### Exercise materials
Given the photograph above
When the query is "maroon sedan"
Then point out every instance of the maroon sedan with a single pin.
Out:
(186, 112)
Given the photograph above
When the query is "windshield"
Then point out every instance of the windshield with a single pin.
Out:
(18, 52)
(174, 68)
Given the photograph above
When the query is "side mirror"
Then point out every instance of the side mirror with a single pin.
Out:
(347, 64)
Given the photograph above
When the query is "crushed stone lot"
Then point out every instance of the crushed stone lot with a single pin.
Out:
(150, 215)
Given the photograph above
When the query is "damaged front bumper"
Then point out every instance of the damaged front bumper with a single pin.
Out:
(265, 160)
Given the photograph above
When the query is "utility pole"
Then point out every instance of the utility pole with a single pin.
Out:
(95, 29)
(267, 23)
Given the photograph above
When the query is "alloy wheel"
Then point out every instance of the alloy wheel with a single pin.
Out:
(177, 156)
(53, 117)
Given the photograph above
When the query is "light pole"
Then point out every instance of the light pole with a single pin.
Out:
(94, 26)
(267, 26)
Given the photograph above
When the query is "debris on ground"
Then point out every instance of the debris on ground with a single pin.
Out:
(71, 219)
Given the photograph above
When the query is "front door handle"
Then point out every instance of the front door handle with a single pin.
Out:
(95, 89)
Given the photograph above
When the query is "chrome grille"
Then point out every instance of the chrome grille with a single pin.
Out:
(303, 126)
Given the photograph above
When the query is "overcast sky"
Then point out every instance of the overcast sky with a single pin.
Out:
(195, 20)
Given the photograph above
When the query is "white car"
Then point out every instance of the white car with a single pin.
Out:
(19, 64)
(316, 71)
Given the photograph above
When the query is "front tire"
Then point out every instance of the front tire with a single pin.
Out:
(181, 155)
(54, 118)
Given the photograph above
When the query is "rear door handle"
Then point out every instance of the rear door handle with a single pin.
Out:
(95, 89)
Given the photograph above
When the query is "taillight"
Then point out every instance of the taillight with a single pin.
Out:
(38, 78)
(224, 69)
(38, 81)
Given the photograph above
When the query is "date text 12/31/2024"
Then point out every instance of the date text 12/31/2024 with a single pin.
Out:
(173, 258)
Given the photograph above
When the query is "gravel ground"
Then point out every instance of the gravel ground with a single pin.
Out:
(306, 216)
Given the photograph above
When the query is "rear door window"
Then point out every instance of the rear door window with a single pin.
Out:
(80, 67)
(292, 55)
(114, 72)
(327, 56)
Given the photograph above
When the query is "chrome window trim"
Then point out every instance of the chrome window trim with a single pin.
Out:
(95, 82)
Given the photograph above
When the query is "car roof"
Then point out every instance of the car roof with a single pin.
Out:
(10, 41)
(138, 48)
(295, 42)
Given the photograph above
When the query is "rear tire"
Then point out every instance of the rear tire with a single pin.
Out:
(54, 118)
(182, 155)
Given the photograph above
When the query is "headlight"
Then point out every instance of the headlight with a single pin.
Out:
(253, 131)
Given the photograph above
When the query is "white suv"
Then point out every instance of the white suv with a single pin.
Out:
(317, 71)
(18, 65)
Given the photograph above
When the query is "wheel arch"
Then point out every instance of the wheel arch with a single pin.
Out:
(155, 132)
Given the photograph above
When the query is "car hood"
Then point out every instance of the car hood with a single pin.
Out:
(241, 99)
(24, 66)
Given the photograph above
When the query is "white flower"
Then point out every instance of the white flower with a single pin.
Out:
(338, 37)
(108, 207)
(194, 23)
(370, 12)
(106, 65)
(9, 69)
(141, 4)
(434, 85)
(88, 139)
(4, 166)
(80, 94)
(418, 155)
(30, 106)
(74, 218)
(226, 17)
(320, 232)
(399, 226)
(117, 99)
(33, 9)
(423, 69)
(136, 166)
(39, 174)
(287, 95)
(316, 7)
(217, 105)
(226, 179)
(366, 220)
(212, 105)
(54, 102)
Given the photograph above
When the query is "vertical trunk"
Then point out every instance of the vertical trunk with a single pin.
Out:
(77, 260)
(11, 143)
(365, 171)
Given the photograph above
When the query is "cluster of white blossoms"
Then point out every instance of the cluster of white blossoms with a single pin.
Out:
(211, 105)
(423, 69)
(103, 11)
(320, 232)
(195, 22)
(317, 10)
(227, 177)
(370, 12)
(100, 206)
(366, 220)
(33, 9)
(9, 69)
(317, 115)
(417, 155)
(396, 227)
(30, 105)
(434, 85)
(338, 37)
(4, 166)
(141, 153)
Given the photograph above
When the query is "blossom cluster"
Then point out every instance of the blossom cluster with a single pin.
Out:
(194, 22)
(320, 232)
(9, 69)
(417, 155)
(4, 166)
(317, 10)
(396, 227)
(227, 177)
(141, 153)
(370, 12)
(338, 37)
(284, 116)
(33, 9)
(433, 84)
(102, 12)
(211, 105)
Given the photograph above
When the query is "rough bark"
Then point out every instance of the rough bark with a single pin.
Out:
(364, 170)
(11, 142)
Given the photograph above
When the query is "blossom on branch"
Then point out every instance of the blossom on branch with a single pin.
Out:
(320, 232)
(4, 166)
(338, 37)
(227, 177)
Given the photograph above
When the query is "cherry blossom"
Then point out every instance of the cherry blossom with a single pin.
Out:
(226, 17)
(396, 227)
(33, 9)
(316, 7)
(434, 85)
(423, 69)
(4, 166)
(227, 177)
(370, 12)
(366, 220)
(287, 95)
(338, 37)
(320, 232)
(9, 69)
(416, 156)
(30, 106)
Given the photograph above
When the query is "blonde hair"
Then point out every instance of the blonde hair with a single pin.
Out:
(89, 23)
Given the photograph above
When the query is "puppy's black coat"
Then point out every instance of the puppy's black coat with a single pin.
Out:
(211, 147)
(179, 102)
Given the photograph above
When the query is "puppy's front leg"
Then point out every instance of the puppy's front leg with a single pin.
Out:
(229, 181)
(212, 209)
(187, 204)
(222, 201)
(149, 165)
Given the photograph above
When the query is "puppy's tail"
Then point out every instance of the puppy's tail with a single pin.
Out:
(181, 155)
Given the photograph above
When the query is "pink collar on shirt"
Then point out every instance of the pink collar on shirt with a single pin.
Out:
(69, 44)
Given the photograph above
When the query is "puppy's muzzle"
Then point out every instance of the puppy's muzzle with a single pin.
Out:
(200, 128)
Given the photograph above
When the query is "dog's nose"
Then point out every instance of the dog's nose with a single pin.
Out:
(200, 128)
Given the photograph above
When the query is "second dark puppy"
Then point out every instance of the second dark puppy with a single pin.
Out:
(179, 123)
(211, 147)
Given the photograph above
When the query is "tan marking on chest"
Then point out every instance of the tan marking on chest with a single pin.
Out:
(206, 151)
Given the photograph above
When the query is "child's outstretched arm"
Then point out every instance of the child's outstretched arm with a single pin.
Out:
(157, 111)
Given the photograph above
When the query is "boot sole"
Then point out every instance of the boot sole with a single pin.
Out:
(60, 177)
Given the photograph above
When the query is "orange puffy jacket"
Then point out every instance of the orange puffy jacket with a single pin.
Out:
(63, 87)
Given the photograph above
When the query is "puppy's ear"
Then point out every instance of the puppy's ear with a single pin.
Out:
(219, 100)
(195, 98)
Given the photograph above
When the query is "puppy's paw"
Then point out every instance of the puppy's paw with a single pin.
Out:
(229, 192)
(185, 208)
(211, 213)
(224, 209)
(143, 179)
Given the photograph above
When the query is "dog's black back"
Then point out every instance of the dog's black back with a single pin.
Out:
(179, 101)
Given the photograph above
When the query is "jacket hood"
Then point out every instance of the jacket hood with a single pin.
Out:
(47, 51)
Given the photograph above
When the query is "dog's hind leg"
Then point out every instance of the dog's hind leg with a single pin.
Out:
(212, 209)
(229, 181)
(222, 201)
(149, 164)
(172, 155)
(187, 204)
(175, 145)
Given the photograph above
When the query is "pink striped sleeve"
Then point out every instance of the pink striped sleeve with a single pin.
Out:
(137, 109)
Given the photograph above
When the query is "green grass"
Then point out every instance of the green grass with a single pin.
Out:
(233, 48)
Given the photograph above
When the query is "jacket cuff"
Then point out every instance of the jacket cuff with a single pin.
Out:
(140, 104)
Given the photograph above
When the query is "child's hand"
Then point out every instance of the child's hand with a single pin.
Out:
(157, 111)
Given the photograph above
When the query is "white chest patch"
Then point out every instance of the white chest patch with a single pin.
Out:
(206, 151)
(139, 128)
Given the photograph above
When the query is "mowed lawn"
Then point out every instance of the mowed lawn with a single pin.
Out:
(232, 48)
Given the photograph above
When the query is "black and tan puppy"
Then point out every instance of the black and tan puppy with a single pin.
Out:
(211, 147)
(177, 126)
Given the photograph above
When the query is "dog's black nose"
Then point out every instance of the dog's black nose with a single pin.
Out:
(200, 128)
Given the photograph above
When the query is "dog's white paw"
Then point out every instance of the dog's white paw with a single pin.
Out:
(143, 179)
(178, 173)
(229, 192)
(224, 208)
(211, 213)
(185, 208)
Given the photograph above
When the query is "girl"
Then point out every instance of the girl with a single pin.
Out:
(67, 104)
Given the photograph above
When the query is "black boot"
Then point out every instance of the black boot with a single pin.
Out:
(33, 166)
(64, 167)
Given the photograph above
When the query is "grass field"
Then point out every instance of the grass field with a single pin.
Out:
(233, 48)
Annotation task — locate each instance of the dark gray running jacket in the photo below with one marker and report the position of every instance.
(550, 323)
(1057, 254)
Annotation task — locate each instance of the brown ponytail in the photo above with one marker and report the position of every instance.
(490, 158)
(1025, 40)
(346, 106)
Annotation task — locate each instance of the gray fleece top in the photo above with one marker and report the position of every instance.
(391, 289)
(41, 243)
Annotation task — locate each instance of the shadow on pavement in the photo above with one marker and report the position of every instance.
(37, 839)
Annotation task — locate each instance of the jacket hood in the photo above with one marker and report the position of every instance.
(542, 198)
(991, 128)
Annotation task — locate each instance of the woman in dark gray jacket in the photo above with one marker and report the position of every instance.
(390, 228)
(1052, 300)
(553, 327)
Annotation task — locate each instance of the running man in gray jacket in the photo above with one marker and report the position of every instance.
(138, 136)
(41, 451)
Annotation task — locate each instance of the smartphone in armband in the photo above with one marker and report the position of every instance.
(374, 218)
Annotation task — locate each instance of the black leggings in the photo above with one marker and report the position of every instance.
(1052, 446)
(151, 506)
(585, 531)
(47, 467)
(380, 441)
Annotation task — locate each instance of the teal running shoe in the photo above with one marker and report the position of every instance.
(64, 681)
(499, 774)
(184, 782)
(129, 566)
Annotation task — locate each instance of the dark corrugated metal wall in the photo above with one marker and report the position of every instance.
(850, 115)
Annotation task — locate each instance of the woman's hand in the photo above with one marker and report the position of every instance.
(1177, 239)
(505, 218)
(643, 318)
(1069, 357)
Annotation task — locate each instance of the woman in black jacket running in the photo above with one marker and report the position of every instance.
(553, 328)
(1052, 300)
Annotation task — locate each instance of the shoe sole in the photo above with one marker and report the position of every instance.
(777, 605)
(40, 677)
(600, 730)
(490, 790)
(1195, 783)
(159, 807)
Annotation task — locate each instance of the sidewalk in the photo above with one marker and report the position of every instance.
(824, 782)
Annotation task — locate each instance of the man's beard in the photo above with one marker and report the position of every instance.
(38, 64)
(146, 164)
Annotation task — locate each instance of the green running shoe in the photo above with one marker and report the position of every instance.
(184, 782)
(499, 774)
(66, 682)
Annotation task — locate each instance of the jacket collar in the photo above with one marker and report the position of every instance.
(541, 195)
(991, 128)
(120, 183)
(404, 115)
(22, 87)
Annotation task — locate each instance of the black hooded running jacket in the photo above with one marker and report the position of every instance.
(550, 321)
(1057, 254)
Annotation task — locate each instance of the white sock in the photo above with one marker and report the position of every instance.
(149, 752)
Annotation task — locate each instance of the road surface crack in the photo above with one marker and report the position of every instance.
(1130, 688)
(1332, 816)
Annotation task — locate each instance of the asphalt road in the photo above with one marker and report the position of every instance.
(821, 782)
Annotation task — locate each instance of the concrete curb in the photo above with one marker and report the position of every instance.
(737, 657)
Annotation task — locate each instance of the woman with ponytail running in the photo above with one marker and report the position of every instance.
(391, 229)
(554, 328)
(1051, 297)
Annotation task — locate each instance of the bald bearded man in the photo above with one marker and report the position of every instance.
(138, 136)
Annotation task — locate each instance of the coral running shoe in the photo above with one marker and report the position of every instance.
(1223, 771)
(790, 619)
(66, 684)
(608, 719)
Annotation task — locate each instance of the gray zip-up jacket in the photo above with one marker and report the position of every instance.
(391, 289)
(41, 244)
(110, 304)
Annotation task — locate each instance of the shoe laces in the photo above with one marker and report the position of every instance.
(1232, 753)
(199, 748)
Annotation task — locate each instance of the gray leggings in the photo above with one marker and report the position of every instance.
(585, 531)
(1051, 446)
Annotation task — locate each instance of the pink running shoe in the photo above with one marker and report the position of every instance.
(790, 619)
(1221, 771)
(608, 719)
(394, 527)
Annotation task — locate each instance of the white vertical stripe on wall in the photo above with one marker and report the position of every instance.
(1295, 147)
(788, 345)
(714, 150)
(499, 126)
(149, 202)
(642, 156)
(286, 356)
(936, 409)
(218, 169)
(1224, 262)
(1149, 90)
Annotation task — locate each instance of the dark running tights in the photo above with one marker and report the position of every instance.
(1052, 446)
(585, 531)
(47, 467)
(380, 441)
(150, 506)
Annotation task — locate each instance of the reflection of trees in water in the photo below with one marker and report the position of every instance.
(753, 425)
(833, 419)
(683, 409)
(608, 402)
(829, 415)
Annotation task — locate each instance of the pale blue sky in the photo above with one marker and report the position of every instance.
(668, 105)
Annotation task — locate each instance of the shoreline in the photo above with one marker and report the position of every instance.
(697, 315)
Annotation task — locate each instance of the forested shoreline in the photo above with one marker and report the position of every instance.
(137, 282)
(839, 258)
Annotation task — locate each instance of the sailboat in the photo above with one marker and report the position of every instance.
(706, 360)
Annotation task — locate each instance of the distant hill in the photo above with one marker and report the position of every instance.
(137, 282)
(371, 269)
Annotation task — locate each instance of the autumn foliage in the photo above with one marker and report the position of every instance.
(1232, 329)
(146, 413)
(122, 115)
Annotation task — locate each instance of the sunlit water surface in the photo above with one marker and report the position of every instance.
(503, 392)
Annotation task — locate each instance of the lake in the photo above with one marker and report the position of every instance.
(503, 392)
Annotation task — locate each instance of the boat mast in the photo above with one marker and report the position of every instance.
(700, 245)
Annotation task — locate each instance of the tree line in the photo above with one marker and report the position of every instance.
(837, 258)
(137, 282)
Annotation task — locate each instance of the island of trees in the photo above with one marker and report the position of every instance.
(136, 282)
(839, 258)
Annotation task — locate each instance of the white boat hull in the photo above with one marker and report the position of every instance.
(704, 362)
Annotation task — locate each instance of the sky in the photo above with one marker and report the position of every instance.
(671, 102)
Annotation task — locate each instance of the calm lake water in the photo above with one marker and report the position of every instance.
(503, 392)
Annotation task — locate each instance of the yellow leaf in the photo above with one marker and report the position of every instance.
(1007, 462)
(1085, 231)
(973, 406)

### Work instruction
Using the data above, tally each line in which "coat" appears and give the number with no other words.

### Result of the exercise
2